* [DATA TO PROCESS]:
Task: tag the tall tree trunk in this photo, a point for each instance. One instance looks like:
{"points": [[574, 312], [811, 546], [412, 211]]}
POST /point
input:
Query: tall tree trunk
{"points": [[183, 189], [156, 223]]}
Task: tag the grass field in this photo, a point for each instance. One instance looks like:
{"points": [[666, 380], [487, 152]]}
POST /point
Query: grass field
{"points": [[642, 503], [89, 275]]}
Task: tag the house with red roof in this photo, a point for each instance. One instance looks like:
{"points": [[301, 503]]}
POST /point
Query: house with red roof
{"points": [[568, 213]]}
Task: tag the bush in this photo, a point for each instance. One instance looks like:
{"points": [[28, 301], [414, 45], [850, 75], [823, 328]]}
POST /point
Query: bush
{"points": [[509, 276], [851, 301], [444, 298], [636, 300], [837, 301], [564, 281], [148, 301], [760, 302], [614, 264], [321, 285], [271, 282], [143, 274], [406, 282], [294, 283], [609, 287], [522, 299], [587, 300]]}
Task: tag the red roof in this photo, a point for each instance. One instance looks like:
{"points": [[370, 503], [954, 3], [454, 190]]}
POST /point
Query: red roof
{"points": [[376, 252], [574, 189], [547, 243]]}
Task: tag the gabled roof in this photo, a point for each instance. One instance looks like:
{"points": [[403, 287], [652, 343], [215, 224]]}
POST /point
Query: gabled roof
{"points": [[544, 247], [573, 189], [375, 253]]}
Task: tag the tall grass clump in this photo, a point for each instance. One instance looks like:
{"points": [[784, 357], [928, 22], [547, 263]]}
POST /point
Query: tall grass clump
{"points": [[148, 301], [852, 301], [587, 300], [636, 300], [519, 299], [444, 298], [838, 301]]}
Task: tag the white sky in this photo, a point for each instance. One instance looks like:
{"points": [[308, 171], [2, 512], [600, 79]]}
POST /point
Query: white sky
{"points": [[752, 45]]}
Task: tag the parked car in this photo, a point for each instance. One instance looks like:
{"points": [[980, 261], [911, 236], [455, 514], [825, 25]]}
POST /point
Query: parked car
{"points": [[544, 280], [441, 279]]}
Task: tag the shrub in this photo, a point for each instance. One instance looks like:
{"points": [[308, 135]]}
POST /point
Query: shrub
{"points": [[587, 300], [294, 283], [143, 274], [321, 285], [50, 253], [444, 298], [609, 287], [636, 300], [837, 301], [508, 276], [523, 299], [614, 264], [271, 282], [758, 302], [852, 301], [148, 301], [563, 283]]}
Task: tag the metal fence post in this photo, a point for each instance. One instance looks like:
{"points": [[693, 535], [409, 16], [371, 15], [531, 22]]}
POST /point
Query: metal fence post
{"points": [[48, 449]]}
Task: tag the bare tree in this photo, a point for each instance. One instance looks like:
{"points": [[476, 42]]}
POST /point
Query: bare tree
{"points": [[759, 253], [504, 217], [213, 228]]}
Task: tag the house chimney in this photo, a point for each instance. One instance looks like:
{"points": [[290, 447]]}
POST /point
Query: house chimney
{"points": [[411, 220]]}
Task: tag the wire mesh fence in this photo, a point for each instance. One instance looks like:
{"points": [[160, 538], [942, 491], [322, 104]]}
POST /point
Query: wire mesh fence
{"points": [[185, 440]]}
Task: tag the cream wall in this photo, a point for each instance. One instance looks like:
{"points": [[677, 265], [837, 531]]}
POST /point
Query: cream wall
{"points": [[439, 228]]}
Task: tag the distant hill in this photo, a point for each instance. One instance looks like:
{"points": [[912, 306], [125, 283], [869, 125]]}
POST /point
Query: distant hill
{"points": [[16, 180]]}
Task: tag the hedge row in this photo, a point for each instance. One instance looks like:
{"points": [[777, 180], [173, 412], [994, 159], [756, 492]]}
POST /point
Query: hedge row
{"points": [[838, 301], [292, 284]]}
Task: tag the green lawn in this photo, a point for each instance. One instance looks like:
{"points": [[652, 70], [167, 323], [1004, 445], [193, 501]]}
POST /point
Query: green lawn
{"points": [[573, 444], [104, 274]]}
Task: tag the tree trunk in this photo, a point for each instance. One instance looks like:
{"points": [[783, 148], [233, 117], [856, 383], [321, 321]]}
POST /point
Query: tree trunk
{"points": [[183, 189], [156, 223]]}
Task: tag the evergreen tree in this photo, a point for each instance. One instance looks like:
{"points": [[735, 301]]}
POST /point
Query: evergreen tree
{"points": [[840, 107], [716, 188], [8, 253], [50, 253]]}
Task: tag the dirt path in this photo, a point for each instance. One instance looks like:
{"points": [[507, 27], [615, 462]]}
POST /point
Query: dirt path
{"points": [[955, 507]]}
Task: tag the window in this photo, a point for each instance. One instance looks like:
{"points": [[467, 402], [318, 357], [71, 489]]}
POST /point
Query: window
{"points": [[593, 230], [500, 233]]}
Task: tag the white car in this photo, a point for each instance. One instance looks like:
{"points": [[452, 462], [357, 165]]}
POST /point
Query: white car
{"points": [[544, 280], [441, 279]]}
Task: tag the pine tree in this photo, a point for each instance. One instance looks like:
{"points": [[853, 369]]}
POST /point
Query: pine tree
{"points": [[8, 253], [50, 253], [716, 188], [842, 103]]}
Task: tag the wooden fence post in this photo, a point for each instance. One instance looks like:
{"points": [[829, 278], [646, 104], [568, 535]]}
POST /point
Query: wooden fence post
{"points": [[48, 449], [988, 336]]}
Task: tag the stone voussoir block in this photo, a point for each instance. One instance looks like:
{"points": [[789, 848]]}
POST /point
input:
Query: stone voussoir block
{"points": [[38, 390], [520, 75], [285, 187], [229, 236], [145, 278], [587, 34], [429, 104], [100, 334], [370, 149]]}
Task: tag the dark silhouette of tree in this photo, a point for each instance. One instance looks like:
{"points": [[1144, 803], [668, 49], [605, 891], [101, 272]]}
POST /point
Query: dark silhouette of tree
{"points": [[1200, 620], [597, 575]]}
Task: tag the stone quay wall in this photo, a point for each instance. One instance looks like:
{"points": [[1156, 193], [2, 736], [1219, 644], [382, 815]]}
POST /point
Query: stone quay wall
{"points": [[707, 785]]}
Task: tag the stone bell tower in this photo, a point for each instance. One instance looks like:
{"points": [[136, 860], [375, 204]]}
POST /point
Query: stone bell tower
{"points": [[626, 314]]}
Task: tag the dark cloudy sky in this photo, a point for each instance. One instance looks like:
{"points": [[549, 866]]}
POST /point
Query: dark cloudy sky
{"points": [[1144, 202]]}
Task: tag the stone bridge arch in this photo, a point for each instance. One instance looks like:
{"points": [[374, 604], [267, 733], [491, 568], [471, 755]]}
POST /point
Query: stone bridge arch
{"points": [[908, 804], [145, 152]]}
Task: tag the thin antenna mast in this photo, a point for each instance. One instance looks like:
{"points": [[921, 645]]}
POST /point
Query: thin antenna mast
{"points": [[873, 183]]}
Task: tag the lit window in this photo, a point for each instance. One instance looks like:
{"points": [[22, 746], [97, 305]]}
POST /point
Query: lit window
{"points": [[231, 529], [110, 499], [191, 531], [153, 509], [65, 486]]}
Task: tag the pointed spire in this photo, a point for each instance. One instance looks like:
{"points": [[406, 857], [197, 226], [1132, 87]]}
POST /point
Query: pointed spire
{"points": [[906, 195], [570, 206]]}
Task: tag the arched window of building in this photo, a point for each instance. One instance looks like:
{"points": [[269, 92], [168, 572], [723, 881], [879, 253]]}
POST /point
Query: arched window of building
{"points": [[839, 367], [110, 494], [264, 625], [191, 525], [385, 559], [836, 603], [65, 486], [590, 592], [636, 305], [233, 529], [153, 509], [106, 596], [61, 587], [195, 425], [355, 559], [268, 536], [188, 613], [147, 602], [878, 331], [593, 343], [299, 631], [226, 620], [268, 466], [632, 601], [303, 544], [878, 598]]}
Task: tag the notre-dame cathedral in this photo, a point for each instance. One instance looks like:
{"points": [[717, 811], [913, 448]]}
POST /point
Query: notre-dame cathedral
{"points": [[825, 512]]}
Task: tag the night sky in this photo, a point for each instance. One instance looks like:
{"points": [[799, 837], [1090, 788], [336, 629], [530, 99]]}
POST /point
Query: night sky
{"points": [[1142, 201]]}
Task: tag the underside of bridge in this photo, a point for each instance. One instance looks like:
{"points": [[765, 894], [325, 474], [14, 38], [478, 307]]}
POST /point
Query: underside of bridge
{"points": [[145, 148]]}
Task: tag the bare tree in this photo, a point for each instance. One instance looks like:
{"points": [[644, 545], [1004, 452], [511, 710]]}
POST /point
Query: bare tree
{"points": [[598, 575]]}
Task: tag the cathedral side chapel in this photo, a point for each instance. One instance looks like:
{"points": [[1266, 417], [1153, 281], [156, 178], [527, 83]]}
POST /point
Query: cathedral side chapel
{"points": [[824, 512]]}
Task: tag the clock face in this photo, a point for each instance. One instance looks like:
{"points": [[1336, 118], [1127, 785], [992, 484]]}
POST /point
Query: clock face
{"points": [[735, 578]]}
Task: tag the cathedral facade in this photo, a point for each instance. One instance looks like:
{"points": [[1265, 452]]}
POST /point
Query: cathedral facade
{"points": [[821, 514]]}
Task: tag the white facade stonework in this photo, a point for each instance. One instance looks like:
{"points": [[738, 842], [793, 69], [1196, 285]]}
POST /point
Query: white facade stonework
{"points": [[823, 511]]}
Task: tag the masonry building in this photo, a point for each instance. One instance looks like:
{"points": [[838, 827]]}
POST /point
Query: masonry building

* [INSTRUCTIONS TO FOLLOW]: Respond with a number only, the count of lines in the entries where the string "masonry" occurs.

* [SOLUTION]: 2